##### Provided data #####
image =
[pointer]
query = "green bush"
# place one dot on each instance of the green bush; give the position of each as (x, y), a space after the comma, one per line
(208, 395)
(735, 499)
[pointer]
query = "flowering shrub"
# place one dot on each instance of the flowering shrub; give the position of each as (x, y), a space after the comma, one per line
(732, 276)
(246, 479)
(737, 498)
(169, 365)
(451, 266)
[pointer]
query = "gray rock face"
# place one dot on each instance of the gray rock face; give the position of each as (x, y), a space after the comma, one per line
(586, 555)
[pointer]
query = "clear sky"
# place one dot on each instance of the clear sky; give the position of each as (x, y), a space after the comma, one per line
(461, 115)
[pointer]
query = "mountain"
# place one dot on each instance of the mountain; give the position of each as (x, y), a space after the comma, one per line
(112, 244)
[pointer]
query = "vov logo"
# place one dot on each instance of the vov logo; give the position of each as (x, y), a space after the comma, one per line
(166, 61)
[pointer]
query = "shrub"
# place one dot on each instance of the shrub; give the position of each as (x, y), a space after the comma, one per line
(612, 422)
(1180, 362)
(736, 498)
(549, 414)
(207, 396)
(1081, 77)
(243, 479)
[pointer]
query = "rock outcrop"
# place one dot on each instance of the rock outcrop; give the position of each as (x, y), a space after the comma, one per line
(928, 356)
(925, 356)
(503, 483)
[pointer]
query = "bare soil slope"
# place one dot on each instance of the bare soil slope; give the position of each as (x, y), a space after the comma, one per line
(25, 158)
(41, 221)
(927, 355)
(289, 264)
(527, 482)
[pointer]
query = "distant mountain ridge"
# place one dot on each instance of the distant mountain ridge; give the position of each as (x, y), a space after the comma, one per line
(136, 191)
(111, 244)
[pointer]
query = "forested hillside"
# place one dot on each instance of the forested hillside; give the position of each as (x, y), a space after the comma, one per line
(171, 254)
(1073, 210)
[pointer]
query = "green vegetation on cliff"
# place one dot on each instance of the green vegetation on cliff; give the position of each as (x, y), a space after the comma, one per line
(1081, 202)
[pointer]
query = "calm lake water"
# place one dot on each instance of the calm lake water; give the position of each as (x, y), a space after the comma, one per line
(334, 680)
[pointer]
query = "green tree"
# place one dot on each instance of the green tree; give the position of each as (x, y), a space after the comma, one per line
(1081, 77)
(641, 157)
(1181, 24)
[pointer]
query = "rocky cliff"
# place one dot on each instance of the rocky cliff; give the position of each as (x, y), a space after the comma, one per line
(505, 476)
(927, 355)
#####
_Task description_
Find every line of the material above containing the string "tree", treating uppercase and lowercase as distinct, and copy each such line in full.

_Finished exercise_
query = "green tree"
# place one dot on each instance of the green tree; give the position of each as (x, y), a space after the comma, one per line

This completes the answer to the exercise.